┌─ RECORDS TO USE
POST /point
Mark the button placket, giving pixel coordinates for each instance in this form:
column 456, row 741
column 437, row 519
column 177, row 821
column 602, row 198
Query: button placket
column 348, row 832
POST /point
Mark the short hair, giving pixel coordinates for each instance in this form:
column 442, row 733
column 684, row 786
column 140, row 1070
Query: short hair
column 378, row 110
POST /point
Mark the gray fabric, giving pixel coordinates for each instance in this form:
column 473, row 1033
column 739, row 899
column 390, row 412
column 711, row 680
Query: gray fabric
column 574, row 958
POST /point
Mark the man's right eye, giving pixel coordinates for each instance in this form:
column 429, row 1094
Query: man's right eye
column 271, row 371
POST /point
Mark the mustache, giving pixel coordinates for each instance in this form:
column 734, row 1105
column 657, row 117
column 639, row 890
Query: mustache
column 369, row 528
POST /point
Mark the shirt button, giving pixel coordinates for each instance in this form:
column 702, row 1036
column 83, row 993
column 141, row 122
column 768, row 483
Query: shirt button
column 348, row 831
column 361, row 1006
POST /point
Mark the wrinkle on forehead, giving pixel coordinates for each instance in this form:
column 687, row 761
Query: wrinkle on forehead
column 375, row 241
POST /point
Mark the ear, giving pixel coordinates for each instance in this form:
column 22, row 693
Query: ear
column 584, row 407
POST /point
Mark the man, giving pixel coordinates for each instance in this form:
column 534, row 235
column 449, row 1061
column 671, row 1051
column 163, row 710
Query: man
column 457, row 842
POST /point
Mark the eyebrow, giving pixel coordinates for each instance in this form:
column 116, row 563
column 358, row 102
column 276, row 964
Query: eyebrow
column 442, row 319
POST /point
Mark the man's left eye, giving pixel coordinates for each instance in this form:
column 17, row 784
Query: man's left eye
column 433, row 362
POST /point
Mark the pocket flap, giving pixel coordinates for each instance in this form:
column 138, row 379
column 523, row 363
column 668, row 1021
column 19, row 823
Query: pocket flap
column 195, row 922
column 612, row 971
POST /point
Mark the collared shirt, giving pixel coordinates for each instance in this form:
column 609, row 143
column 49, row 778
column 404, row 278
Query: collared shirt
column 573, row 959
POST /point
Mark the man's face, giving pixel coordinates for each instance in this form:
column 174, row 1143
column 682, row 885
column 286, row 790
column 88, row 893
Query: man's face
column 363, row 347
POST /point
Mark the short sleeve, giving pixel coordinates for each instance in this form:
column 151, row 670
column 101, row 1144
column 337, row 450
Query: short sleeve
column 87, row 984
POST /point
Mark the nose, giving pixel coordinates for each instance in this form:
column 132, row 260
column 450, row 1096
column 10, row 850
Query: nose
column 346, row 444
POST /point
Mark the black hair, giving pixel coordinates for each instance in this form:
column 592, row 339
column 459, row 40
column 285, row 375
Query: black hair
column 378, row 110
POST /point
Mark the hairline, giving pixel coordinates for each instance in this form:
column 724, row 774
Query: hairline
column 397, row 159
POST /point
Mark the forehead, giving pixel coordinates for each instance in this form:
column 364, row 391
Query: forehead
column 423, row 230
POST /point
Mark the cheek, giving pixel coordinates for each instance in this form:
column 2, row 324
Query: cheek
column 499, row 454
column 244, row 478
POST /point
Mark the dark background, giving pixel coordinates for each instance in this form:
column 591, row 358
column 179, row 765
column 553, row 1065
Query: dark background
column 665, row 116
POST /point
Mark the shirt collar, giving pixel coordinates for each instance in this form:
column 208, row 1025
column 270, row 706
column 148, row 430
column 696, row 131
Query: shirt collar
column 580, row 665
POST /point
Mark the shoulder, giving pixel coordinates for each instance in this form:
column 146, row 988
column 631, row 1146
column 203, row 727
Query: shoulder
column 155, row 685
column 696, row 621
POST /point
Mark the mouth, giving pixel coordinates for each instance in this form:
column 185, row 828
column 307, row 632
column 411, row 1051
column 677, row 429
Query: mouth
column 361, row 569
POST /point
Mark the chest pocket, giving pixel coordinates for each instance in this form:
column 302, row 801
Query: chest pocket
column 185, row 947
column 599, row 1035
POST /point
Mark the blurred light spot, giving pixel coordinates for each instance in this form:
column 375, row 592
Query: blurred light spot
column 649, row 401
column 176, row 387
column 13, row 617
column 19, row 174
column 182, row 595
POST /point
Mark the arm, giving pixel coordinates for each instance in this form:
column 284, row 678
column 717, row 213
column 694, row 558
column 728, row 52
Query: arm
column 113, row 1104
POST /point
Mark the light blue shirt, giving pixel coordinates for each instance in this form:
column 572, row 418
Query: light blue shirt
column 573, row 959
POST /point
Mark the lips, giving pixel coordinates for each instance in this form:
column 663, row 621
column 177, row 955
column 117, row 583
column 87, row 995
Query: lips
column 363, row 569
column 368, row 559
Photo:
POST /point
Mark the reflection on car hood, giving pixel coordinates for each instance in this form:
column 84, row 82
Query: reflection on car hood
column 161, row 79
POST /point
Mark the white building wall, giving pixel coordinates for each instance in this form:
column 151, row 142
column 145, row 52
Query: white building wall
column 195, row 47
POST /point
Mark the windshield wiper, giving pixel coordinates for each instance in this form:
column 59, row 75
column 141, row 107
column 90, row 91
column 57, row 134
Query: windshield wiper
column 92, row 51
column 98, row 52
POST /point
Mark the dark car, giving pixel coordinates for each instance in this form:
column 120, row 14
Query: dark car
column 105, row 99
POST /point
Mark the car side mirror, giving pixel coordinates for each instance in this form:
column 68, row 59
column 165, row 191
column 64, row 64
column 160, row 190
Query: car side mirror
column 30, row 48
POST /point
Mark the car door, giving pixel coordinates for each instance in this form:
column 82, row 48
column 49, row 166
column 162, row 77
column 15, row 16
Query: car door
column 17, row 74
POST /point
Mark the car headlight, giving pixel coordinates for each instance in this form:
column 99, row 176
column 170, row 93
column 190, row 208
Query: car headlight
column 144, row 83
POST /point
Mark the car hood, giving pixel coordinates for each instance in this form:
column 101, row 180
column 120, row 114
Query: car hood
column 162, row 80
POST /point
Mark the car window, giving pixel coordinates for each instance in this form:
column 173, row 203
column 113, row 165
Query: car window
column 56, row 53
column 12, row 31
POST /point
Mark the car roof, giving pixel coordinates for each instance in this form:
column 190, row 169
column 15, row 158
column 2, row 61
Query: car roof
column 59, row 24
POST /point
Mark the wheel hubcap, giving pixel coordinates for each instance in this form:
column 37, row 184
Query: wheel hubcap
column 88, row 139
└─
┌─ RECORDS TO USE
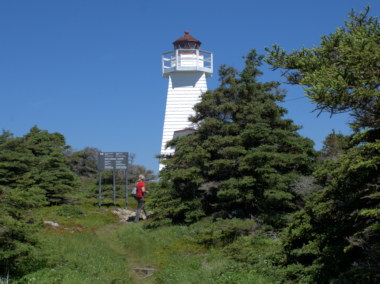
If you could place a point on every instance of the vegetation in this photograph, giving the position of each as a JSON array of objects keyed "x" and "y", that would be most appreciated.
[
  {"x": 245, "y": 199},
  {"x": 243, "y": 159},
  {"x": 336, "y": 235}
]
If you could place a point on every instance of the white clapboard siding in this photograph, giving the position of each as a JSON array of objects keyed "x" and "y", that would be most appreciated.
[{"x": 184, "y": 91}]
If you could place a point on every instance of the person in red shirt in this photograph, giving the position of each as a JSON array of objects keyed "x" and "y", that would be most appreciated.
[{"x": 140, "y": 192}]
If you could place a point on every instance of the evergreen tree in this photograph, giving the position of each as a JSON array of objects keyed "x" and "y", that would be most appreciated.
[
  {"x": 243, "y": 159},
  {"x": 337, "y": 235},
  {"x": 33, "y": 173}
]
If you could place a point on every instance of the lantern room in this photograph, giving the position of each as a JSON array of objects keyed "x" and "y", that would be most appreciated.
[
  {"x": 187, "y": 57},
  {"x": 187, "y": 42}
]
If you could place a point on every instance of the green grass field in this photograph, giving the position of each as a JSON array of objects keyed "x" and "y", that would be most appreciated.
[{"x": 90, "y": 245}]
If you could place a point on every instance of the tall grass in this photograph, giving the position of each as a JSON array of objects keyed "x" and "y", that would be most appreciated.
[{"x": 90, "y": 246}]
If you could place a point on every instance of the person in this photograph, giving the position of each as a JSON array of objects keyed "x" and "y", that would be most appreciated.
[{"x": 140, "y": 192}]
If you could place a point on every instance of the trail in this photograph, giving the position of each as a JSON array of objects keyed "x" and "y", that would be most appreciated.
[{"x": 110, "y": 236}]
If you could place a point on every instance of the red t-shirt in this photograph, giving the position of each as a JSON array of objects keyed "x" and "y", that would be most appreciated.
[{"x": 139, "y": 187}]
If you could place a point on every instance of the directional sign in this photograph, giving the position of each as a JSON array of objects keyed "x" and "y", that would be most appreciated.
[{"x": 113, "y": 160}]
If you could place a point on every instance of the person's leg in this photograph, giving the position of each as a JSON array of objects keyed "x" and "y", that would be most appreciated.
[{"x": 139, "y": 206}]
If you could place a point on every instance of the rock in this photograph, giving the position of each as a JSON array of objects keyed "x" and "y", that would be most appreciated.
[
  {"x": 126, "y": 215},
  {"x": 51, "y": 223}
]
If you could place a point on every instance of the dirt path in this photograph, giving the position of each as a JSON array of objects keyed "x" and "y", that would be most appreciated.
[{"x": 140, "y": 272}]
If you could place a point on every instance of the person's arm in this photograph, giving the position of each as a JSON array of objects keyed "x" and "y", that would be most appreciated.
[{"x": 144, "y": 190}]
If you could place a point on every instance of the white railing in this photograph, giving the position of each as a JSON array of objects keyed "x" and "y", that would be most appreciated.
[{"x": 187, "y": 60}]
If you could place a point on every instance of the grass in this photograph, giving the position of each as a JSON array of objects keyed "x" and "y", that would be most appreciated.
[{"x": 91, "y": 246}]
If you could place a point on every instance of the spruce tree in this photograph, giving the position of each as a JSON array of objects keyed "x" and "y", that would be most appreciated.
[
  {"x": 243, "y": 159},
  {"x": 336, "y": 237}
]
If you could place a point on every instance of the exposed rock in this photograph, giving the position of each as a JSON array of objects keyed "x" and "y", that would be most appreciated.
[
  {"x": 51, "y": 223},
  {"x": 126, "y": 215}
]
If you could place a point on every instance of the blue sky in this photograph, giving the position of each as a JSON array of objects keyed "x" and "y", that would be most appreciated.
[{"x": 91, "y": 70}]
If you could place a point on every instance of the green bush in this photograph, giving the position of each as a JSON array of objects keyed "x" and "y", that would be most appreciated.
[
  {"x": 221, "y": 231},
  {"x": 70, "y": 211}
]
└─
STATED PROBLEM >>
Report each line in the material above that contains the word "button", copying every such line in full.

EXERCISE OUTPUT >>
Mark the button placket, giving pixel coordinates for each instance in this form:
Query: button placket
Mark the shirt button, giving pixel coordinates for each instance in this form:
Query: shirt button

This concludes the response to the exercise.